**Data to process**
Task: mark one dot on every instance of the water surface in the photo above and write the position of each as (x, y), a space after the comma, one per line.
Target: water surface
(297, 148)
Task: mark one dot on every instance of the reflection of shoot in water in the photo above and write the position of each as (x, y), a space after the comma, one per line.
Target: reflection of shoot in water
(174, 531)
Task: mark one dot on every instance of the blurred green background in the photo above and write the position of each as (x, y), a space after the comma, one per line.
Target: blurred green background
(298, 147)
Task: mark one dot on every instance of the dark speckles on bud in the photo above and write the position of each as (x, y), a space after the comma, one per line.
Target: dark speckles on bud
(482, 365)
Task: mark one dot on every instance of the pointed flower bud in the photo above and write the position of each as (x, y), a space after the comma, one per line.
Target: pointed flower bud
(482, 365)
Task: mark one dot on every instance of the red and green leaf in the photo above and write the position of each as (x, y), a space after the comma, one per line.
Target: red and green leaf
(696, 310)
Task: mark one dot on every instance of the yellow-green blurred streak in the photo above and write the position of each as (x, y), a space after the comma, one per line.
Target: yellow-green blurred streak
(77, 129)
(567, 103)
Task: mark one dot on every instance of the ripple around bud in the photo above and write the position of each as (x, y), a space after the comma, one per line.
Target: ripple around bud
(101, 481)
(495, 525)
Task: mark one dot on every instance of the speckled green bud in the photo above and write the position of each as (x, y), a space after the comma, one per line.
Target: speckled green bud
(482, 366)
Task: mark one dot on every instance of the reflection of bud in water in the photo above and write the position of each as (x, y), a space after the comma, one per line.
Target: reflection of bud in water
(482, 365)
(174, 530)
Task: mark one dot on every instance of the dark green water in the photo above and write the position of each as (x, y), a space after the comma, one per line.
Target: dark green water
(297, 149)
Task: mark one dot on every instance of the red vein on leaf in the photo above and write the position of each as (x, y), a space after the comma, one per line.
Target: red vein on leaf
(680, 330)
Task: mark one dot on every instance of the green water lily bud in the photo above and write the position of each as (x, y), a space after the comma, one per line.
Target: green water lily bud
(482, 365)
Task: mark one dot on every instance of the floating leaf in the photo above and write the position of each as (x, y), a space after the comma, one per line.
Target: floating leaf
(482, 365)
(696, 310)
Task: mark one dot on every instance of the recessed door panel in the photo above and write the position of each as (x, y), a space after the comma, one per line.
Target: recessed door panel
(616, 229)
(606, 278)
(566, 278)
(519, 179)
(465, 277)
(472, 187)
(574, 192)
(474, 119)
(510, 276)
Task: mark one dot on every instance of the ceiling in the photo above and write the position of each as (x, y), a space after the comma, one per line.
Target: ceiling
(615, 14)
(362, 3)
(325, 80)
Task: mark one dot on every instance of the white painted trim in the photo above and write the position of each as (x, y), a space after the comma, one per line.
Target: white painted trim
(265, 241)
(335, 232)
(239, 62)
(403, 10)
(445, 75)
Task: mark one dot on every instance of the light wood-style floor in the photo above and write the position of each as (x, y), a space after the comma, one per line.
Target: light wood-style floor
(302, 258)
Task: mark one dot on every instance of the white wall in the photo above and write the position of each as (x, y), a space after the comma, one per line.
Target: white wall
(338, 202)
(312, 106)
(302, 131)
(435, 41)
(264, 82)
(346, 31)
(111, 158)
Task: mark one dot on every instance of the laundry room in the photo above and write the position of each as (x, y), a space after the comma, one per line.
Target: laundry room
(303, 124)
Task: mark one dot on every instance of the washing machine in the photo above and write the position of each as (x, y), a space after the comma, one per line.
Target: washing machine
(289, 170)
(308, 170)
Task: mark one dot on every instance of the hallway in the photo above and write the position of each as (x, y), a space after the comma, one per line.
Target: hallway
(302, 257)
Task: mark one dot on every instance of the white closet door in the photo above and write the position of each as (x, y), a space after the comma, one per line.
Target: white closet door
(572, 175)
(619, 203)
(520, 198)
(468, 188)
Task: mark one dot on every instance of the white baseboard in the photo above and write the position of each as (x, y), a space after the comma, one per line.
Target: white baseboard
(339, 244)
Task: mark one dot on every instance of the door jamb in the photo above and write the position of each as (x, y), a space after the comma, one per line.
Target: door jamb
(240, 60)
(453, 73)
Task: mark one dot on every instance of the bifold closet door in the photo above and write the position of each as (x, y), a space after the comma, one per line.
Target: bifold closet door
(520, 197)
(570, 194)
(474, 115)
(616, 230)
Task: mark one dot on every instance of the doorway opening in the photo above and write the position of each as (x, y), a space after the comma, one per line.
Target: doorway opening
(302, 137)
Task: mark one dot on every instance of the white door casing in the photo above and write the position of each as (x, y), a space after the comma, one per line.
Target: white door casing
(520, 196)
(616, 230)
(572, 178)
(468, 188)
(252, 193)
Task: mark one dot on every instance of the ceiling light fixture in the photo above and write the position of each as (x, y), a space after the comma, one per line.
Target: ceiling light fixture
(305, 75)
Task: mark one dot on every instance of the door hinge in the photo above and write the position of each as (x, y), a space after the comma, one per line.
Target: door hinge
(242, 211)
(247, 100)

**Task requirements**
Each line of the listing should be copied exactly.

**Answer to the problem**
Task: mark one dot on every instance of the water surface in the photo above and write the position of each as (x, y), a space after the comma, one per line.
Target: water surface
(297, 148)
Task: mark one dot on every instance of the reflection of shoot in water in the photo above and write the position of each as (x, y), a space after the comma, one per line.
Target: reflection of shoot in water
(174, 531)
Task: mark one dot on every instance of the blurred green background in the photo above and write the position of each as (x, y), a space after the comma, one per line.
Target: blurred green background
(298, 147)
Task: mark one dot on every instance of the dark speckles on bud in the photo above and write the position of each as (x, y), a space after the comma, one per line.
Target: dark speckles on bud
(482, 365)
Task: mark one dot on every instance of the pointed flower bud in the photo above and write the position of each as (x, y), a space after the comma, one per line.
Target: pointed flower bud
(482, 365)
Task: mark one dot on every instance of the red and green leaf in the photo above and write the position of each as (x, y), a space after the comma, one per line.
Target: red and green leaf
(696, 310)
Task: mark one dot on every instance of the yellow-green blurred streak in the photo above and write the position of each as (x, y), a space after the comma, one per line.
Target: yellow-green blurred streak
(77, 129)
(567, 103)
Task: mark one dot on every instance of the ripple around bud in the photo above and write the position of each as (x, y), a space after the comma, one per line.
Target: ripple around bud
(101, 481)
(495, 525)
Task: mark one dot on every instance of the speckled green bud in the photo above and write the position of each as (x, y), a space after the comma, one per line.
Target: speckled green bud
(482, 366)
Task: mark one dot on every instance of the reflection of bud in water in the photo above and write the position of each as (x, y), a space after the comma, one per line.
Target: reflection of bud in water
(482, 365)
(174, 530)
Task: mark one dot on every instance of the dark green water in the photo above and write the position of each as (x, y), a space after the comma, one per line.
Target: dark green water
(297, 149)
Task: mark one dot on every instance of the red vein on leaf in the photo above and write the position of each as (x, y), a space after the comma, one per line.
Target: red vein on leaf
(680, 330)
Task: mark one dot on every instance of the green water lily bud in the photo above and write the position of each as (x, y), a space after the comma, one per line.
Target: green water lily bud
(482, 365)
Task: mark one dot on every instance of the floating leaf in the photo above and write the position of each as (x, y), a space after the comma, one per line.
Target: floating leaf
(482, 365)
(696, 310)
Task: mark one dot on every instance of the recessed door panel in the photo above and write the position of each as (x, y), a space after the comma, one per line.
Target: recessed door panel
(616, 229)
(606, 278)
(566, 278)
(519, 179)
(465, 277)
(472, 187)
(574, 192)
(474, 119)
(510, 276)
Task: mark one dot on every instance of the ceiling in the photo above and write the position of each as (x, y), a space after the comma, one per line.
Target: ceiling
(615, 14)
(362, 3)
(325, 80)
Task: mark one dot on every instance of the white painted trim in the photo above and write the position of each as (x, y), a space after the comma, one per line.
Target: white painted trim
(265, 241)
(335, 232)
(239, 62)
(403, 10)
(445, 75)
Task: mark one dot on every instance of the light wood-style floor in the photo above and write the position of each as (x, y), a space after the comma, one per line.
Target: light wood-style floor
(302, 258)
Task: mark one dot on every instance of the white wall in the photo above and write the position of each as (x, y), a space after the comma, one per line.
Target: white wall
(338, 202)
(312, 106)
(302, 131)
(435, 41)
(264, 82)
(346, 31)
(111, 158)
Task: mark one dot on every instance of the laundry room in the photo above and write the position of each as (x, y), a space after the comma, one per line.
Target: laundry room
(303, 124)
Task: mark one dot on every instance of the washing machine in the photo above and write the position of each as (x, y), a space after the comma, one per line.
Target: washing machine
(289, 170)
(308, 170)
Task: mark one dot on every instance of the hallway in the photo above and write the position of each as (x, y), a space after the comma, one per line.
Target: hallway
(302, 257)
Task: mark one dot on every instance of the white closet door in the photo above and write the position of each as (x, y), a space after the comma, one per line.
Target: white closet door
(572, 175)
(619, 203)
(520, 198)
(468, 188)
Task: mark one dot on every instance of the white baseboard in the photo above and write the position of each as (x, y), a space after the comma, one per line.
Target: white baseboard
(339, 244)
Task: mark one dot on every instance of the door jamb in the photo above and write the position of each as (x, y), a space after the comma, one per line.
Target: door jamb
(240, 60)
(453, 73)
Task: mark one dot on every instance of the bifold closet door in the photo above and write the position of each as (x, y), a space after the comma, one per line.
Target: bifold closet door
(520, 197)
(570, 194)
(474, 115)
(616, 230)
Task: mark one dot on every instance of the doorway opening in the photo above and write the position of each as (x, y), a space after the comma, one per line.
Target: doorway opening
(302, 137)
Task: mark one dot on every instance of the white door casing in the photo above and write the position of each as (x, y), a space after the comma, one per line.
Target: white door casing
(520, 196)
(616, 230)
(572, 178)
(468, 188)
(252, 193)
Task: mark one dot on every instance of the ceiling light fixture in the photo above and write the position of each as (x, y), a space after the comma, one per line.
Target: ceiling light fixture
(305, 75)
Task: mark one dot on every instance of the door hinge in the photo above and write the position of each as (x, y), a space after the comma, one per line.
Target: door hinge
(242, 211)
(247, 100)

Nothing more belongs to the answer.